── DATASET
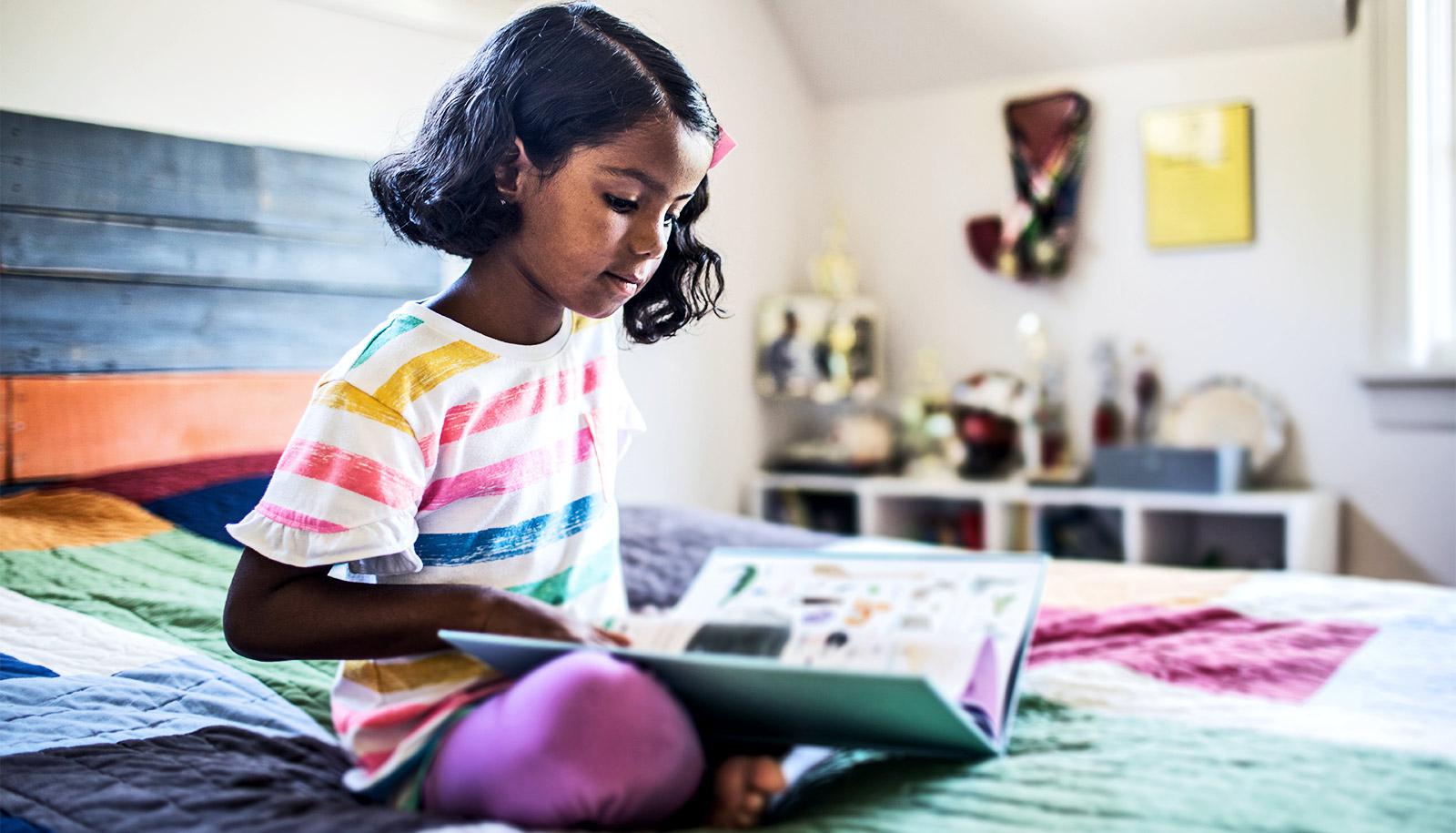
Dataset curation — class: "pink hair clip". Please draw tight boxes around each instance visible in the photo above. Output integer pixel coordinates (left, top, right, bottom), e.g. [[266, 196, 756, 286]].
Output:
[[708, 126, 738, 170]]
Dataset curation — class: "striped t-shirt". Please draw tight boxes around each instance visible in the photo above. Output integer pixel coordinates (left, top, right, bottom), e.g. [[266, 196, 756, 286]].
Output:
[[228, 301, 642, 804]]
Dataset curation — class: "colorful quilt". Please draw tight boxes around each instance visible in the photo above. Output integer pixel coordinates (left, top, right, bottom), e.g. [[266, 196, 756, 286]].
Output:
[[0, 456, 1456, 833]]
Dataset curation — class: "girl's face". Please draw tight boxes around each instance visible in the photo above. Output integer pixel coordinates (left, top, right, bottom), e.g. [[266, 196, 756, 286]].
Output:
[[502, 119, 713, 318]]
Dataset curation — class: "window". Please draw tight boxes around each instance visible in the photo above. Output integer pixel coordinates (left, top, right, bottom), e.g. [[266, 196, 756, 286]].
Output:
[[1405, 0, 1456, 369]]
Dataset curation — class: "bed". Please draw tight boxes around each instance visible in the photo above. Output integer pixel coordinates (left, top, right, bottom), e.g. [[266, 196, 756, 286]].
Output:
[[0, 454, 1456, 831], [8, 111, 1456, 833]]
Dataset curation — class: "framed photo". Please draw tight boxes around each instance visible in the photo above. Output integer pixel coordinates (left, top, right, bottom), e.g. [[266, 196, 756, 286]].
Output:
[[1141, 102, 1254, 248], [754, 294, 884, 402]]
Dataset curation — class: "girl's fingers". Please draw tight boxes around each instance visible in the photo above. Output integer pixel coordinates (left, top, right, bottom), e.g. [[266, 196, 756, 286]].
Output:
[[592, 625, 632, 648]]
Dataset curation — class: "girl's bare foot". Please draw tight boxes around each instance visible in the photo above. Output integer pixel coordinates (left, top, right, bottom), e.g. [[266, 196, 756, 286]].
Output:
[[708, 755, 788, 830]]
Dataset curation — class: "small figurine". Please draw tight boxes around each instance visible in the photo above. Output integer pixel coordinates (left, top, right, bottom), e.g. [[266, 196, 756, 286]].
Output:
[[1133, 344, 1162, 444], [1092, 338, 1123, 445]]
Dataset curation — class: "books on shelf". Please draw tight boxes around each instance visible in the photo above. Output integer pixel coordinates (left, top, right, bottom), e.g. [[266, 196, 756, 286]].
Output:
[[440, 540, 1046, 757]]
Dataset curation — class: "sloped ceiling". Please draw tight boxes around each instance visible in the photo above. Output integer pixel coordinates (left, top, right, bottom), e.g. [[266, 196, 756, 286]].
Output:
[[763, 0, 1354, 100]]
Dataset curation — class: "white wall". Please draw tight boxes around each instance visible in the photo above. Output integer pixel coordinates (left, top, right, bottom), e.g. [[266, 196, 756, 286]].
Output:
[[585, 0, 825, 511], [825, 21, 1456, 584], [0, 0, 820, 511], [0, 0, 1456, 583]]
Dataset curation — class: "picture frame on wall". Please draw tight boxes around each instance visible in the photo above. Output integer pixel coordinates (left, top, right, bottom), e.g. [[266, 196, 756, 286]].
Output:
[[754, 293, 884, 402], [1141, 102, 1254, 249]]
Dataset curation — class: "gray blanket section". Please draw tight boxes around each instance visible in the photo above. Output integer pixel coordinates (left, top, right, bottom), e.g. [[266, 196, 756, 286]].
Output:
[[0, 507, 834, 833], [0, 656, 332, 755], [0, 726, 450, 833], [622, 507, 840, 609]]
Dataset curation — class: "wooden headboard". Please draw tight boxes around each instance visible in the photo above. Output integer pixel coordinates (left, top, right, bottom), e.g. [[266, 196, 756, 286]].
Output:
[[0, 111, 440, 482]]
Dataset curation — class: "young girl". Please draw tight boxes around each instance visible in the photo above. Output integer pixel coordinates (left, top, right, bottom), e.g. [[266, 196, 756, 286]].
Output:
[[224, 5, 784, 828]]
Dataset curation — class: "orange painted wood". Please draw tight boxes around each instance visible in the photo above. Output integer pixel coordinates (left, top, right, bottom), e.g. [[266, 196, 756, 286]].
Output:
[[5, 371, 322, 481], [0, 376, 10, 483]]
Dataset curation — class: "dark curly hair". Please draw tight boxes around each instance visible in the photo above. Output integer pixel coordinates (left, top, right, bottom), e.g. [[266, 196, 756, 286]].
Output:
[[369, 3, 723, 344]]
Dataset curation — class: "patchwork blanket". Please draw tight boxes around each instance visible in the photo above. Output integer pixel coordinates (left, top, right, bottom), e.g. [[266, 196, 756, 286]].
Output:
[[0, 456, 1456, 833]]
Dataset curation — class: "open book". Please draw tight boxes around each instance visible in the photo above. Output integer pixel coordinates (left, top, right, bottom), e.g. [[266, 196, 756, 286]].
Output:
[[440, 540, 1046, 757]]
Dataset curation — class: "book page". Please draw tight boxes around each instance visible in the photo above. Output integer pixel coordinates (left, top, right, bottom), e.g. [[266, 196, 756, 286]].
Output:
[[607, 551, 1038, 711]]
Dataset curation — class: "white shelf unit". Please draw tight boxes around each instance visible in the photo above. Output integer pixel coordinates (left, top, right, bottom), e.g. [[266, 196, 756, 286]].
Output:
[[747, 473, 1340, 573]]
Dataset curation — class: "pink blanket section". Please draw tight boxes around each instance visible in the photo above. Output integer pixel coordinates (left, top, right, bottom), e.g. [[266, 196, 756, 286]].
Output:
[[1028, 605, 1376, 702]]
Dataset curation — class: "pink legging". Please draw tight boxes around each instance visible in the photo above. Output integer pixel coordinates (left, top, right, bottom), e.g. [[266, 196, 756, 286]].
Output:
[[424, 651, 704, 828]]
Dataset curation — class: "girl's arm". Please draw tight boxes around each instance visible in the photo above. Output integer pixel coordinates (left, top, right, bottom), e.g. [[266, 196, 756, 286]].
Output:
[[223, 547, 626, 660]]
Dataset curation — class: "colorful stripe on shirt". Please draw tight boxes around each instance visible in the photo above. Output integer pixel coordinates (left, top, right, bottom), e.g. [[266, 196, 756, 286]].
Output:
[[415, 495, 602, 566]]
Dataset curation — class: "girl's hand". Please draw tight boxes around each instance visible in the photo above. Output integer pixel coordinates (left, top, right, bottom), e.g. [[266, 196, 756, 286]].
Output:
[[480, 590, 632, 648]]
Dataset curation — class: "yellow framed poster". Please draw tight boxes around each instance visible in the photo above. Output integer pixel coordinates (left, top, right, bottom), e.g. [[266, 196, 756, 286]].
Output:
[[1143, 102, 1254, 248]]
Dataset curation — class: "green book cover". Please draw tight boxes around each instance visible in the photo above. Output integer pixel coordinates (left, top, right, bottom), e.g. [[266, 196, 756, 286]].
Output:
[[440, 540, 1046, 757]]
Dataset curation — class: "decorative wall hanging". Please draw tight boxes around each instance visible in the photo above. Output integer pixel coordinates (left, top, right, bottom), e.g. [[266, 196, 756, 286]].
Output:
[[1143, 104, 1254, 248], [966, 92, 1092, 281]]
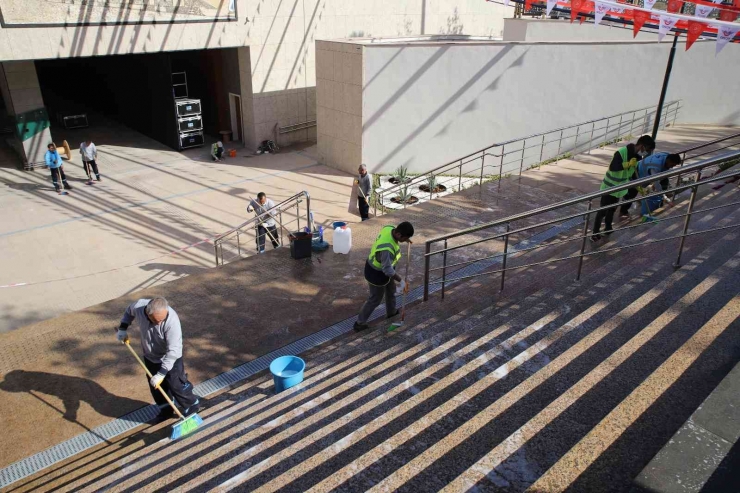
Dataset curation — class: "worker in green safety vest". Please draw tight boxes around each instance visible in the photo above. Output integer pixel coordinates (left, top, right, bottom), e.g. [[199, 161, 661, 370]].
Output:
[[591, 135, 655, 242], [354, 221, 414, 332]]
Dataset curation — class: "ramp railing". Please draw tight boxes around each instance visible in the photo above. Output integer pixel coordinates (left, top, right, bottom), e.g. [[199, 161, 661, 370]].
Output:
[[424, 148, 740, 301], [373, 100, 681, 216]]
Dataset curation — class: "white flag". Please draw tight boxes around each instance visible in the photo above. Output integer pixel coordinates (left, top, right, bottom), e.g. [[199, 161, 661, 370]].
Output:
[[694, 3, 714, 17], [714, 25, 740, 56], [594, 2, 611, 26], [658, 15, 678, 41]]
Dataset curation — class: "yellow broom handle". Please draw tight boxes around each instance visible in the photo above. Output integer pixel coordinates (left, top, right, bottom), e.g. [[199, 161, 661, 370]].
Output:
[[123, 341, 185, 419]]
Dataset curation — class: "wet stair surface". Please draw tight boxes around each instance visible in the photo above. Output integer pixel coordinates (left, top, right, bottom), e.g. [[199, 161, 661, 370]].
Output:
[[8, 176, 740, 492]]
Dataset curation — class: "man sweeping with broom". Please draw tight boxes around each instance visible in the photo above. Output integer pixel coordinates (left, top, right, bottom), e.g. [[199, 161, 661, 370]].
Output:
[[354, 221, 414, 332], [118, 298, 202, 438]]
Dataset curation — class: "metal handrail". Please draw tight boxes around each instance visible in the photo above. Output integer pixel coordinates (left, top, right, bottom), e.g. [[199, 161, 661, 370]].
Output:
[[374, 100, 681, 215], [213, 190, 311, 267], [424, 148, 740, 301]]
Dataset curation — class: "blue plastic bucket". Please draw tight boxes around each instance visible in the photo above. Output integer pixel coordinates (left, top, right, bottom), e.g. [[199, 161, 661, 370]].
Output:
[[270, 356, 306, 394]]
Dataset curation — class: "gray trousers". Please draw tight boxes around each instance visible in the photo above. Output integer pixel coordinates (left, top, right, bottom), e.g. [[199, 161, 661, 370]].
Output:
[[357, 279, 396, 324]]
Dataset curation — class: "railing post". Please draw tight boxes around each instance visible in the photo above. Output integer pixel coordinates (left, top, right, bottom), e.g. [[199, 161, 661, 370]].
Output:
[[672, 101, 681, 127], [295, 202, 301, 231], [673, 185, 698, 269], [442, 240, 447, 299], [555, 130, 563, 164], [640, 108, 648, 133], [588, 122, 596, 154], [573, 125, 581, 152], [576, 200, 592, 281], [501, 223, 511, 291], [540, 134, 545, 164], [457, 159, 462, 192], [498, 145, 506, 192], [479, 151, 486, 184], [424, 241, 432, 301], [519, 139, 527, 181], [279, 209, 285, 245]]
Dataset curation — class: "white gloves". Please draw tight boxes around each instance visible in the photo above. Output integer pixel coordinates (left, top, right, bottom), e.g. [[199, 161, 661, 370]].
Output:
[[149, 373, 164, 389]]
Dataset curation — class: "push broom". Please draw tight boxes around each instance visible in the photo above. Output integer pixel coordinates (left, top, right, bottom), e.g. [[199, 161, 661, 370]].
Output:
[[123, 341, 203, 440], [388, 240, 411, 332]]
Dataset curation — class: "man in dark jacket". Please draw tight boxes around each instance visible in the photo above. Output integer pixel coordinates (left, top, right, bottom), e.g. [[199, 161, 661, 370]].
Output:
[[591, 135, 655, 242]]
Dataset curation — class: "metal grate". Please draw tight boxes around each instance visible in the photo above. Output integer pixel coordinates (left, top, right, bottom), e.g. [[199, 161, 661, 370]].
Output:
[[0, 218, 583, 488]]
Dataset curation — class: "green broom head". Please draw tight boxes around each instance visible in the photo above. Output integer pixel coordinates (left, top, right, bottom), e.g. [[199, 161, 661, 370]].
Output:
[[170, 414, 203, 440]]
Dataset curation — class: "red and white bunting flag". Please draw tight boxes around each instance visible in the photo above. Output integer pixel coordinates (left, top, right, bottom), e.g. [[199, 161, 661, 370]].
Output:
[[570, 0, 583, 23], [719, 10, 737, 22], [632, 10, 650, 38], [658, 15, 678, 41], [686, 21, 707, 51], [594, 1, 611, 26], [714, 25, 740, 56], [694, 3, 714, 18], [667, 0, 683, 14]]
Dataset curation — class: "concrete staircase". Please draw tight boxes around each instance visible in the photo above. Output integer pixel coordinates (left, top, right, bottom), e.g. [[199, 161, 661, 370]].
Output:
[[8, 177, 740, 492]]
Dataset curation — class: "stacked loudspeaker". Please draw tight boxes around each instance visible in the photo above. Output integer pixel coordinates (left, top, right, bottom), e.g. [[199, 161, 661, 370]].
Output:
[[172, 72, 203, 150]]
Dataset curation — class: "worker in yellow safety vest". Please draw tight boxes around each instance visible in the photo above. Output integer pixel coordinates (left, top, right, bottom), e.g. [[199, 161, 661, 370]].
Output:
[[591, 135, 655, 242], [354, 221, 414, 332]]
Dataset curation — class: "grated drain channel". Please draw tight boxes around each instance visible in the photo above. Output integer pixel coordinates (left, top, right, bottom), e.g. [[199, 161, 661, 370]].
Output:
[[0, 218, 583, 488]]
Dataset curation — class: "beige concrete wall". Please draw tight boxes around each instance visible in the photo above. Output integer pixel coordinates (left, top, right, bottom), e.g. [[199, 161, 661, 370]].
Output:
[[2, 61, 52, 165], [0, 0, 513, 151], [316, 41, 364, 173], [356, 39, 740, 173]]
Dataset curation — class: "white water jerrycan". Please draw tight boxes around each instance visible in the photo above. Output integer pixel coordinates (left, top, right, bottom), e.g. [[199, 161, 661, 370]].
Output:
[[334, 226, 352, 255]]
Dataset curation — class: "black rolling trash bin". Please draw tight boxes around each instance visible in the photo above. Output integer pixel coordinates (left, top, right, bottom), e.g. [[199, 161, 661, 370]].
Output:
[[289, 231, 313, 260]]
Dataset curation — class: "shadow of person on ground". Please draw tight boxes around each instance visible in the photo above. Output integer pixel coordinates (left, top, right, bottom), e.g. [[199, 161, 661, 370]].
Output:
[[0, 370, 149, 426]]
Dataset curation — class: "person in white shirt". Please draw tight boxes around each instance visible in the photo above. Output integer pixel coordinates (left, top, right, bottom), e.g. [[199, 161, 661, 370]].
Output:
[[80, 140, 100, 182], [247, 192, 280, 253]]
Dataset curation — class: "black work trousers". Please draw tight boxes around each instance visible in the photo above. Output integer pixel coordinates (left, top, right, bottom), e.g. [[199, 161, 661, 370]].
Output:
[[594, 195, 619, 234], [357, 196, 370, 221], [144, 358, 198, 409], [82, 159, 100, 179], [257, 225, 280, 252]]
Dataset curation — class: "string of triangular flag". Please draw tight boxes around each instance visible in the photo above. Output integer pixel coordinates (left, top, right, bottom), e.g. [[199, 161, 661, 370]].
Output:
[[494, 0, 740, 53]]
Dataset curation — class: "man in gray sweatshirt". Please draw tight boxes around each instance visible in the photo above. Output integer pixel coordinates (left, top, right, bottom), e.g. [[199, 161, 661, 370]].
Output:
[[118, 298, 200, 419], [247, 192, 280, 253]]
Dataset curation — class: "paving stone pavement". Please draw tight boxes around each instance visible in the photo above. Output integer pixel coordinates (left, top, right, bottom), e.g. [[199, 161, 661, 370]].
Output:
[[0, 123, 736, 480]]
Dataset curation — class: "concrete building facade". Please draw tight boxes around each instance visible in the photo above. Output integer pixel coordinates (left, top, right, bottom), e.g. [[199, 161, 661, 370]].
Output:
[[317, 28, 740, 173], [0, 0, 513, 164]]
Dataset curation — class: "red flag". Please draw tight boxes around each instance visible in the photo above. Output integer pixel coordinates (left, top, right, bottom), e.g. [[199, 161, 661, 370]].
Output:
[[719, 10, 737, 22], [570, 0, 583, 24], [632, 10, 650, 38], [668, 0, 683, 14], [686, 21, 707, 51]]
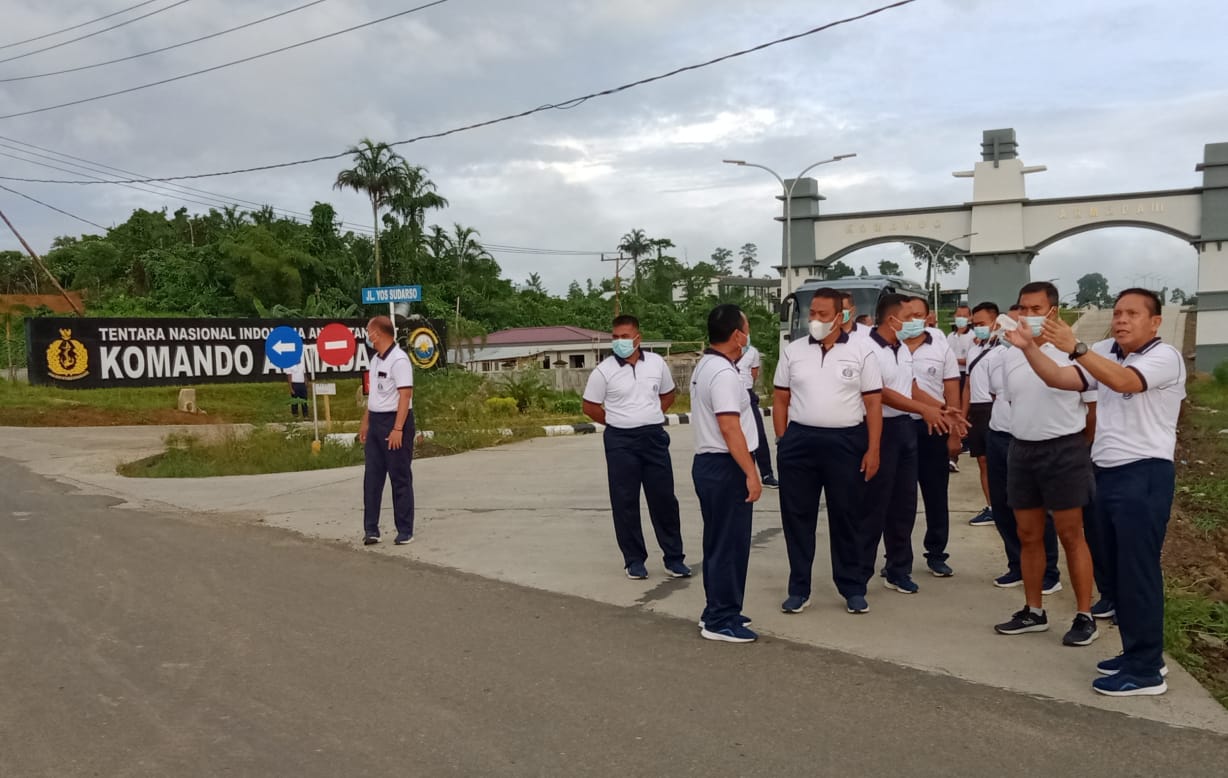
────
YOUR TASK: Count the lines in the entries above that contain the word "safety". Reply with the number alone.

ANSWER FOR THIS EXERCISE: 2